### Set exercise
Rewrite the records from the line with "Where can you find the dishwasher" to the line with "pixel 38 27", both included, keeping the request lines as they are and shifting every coordinate in the answers by -142.

### Point annotations for photos
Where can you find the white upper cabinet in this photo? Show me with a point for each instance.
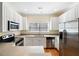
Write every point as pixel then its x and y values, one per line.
pixel 70 15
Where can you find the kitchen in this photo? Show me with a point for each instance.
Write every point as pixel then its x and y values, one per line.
pixel 29 28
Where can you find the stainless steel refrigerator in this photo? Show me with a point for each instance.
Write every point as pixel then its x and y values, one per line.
pixel 69 38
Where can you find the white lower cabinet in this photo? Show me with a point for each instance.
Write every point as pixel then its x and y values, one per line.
pixel 35 41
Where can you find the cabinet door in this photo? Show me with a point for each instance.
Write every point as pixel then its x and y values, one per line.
pixel 36 42
pixel 28 42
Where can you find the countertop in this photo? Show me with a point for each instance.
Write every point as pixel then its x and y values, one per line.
pixel 6 49
pixel 36 36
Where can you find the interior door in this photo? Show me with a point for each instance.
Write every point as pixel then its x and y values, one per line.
pixel 71 40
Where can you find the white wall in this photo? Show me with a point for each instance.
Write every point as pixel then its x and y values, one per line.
pixel 54 23
pixel 0 16
pixel 10 14
pixel 38 19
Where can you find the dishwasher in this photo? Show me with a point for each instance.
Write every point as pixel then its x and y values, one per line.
pixel 50 42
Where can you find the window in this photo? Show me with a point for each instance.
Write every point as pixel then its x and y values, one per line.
pixel 38 27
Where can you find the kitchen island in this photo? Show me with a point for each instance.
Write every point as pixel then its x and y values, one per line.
pixel 6 49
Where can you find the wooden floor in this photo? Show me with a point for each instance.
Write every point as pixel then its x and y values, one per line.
pixel 53 52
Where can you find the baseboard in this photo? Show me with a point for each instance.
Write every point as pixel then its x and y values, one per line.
pixel 53 48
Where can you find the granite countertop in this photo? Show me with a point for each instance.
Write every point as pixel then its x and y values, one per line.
pixel 36 36
pixel 8 50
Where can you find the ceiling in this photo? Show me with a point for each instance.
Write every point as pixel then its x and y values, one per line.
pixel 40 8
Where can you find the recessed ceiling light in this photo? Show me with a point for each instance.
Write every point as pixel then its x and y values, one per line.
pixel 40 8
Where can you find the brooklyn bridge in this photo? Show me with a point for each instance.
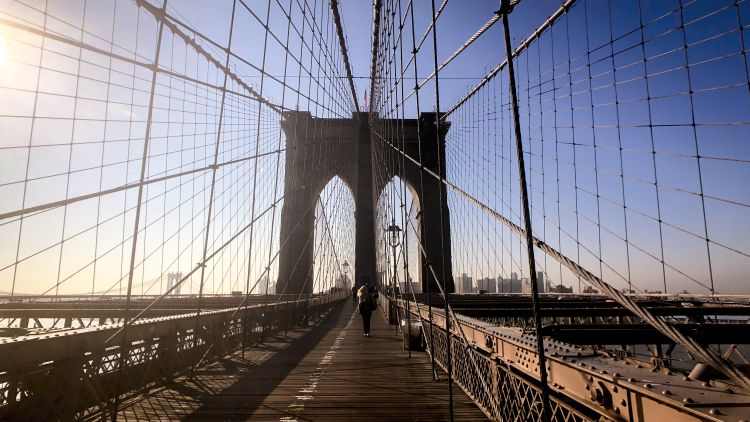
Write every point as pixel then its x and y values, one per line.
pixel 532 210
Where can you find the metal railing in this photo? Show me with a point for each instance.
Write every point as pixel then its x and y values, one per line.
pixel 79 374
pixel 585 385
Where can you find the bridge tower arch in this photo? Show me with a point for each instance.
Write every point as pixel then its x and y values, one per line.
pixel 319 149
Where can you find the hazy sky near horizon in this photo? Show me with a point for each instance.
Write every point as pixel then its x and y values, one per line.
pixel 625 163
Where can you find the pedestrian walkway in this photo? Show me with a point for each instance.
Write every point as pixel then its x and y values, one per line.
pixel 326 372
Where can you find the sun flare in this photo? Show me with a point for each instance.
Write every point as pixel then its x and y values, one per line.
pixel 2 51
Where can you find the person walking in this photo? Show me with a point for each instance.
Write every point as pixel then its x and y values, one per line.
pixel 367 296
pixel 354 294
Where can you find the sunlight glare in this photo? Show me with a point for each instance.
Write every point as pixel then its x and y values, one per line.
pixel 2 51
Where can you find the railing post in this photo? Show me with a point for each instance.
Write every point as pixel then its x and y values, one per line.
pixel 505 9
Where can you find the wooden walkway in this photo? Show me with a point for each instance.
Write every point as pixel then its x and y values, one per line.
pixel 328 372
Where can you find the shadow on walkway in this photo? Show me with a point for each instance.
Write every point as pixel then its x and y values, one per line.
pixel 254 383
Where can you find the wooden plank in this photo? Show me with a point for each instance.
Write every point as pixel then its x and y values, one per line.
pixel 327 372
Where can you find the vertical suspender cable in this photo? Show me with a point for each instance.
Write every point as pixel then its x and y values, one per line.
pixel 505 9
pixel 449 359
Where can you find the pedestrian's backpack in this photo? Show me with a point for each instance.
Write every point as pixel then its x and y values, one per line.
pixel 372 300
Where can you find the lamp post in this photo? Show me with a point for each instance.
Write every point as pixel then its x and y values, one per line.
pixel 345 271
pixel 394 239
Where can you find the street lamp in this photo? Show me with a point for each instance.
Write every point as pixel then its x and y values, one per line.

### Task output
Where can you find the dishwasher in this photo? Show me with a point for each instance.
Write every point as pixel then its x and y values, one per line.
pixel -92 -100
Where can you find the window in this photo? Show me with a point for each instance.
Write every point as pixel then its x and y values, one per line.
pixel -104 -115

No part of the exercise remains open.